### Excerpted passage
JUSTICE SOTOMAYOR: How about email and just word processing programs?

MR. PERRY: At a point in time in the past, I think both of those would have been technological advances that were patentable. . . . Because they would have provided a technological solution to a then unmet problem. Today, reciting, and do it on a word processor is no different than and do it on a typewriter or and do it on a calculator.

The inventive contribution component, which uses specifically the language of conventional and routine and well understood, will evolve with technology. That’s why it’s different than the abstract idea component.

Mr. Phillips responds somewhat weakly that there must be “significant limitations on the extent to which novelty has to be built into 101.

There is some potential that the decision will be rather small – deciding that an escrow-settlement method is an abstract idea and that the routine addition of computers to facilitate the method does not alter that original conclusion. This result would essentially parallel the results of Bilski v. Kappos and would potentially add nothing of substance to the law. Many of the questions followed this line of thinking and Alice’s attorney, Carter Phillips, repeatedly worked to explain how the technological aspect of the invention is much more complex that has been commonly caricaturized. CLS Bank argued the opposite.

### Data for processing

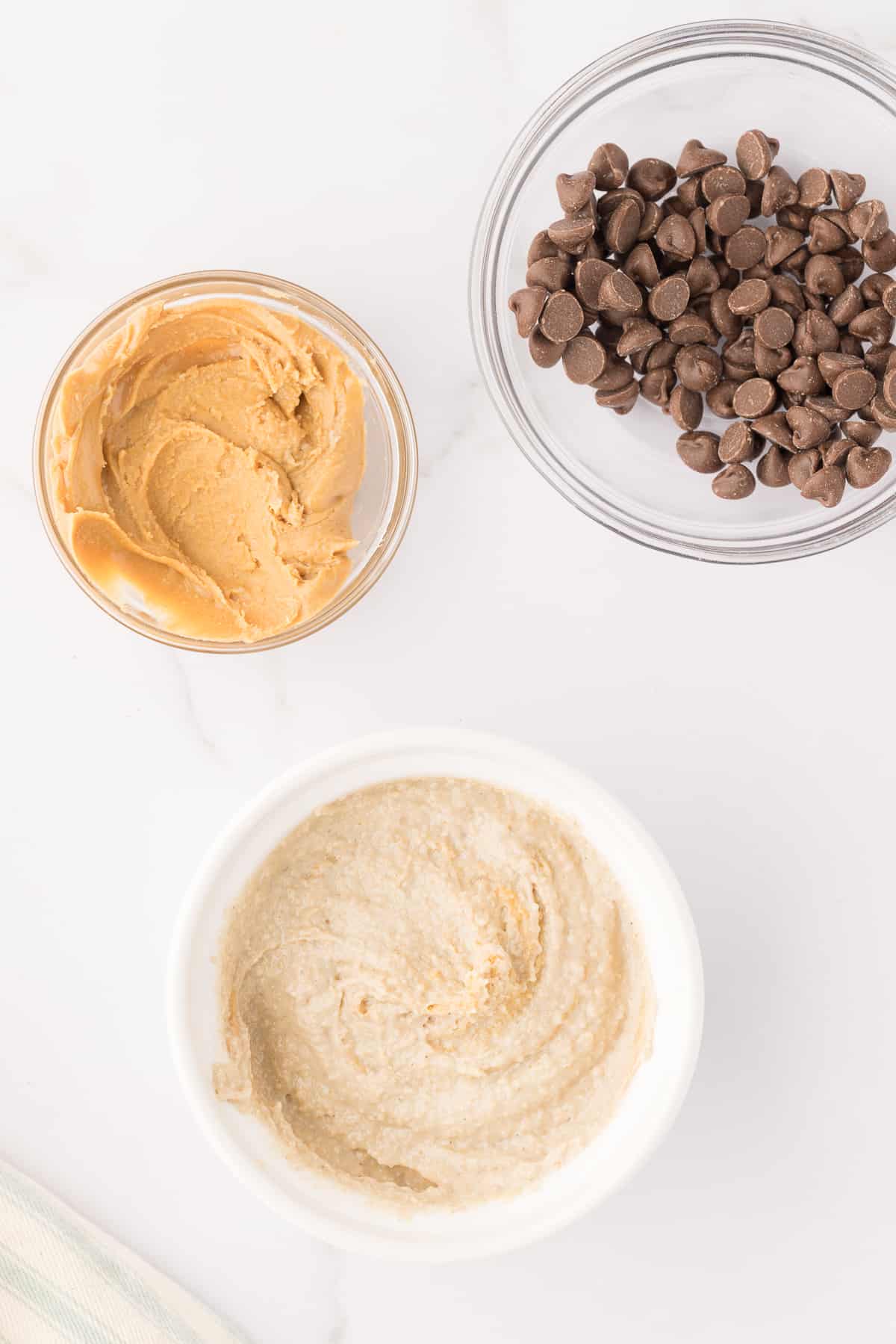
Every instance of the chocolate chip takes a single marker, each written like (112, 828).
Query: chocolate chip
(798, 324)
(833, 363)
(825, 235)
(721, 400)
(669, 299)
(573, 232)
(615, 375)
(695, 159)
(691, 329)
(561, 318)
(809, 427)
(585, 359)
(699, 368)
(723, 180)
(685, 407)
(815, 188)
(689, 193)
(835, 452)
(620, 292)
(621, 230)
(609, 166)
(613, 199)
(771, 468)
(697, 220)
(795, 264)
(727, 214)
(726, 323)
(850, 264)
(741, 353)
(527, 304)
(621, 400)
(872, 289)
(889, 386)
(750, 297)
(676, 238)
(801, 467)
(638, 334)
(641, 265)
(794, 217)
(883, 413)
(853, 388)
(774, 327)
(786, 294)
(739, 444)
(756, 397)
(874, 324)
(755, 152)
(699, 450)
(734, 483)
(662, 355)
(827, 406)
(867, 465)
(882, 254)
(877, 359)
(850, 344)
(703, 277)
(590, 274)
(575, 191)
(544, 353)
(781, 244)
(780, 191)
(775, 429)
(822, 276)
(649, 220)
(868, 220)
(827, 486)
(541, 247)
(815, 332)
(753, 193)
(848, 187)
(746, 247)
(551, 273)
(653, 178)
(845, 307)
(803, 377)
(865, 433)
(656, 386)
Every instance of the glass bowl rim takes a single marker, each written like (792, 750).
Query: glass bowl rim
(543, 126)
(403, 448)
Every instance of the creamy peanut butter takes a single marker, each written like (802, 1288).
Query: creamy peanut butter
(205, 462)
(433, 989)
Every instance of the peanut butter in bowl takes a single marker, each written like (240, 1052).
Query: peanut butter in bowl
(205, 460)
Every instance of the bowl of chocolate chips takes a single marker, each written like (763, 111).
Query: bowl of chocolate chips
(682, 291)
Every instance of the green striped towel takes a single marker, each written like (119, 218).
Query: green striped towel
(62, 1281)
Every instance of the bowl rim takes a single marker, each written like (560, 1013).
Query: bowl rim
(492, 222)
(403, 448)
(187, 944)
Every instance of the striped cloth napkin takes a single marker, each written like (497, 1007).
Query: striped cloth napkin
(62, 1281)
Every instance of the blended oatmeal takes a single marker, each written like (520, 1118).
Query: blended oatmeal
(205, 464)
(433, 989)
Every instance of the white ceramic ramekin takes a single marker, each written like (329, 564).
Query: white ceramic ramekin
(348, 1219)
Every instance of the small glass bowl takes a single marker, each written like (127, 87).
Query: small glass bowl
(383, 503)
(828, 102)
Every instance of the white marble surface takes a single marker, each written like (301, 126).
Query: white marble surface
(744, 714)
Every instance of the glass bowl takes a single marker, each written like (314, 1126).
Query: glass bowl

### Tasks to carry out
1 – According to the excerpted passage, who is Alice's attorney?
2 – In the listing, start at the line containing "Every instance of the blended" and go through the last line of the listing. Rewrite those lines with every "marker" changed to "dot" and nothing else altered.

### List of solutions
1 – Carter Phillips

2 –
Every instance of the blended oatmeal takes a single dot, each written like (520, 1118).
Query: blended oatmeal
(205, 464)
(433, 989)
Every instance of the white ceramic ramekin takes a single dot, each written like (329, 564).
Query: white ceramic ramekin
(348, 1219)
Every instance of the small glass bowl takes a single dot, each written like (127, 87).
Query: small glass bowl
(383, 503)
(828, 102)
Every instance of the white marble surface takes a single dot, each written like (301, 126).
Query: white marble surface
(744, 714)
Every instance of the glass bowl takes a single dot, each written like (314, 1126).
Query: glass bowl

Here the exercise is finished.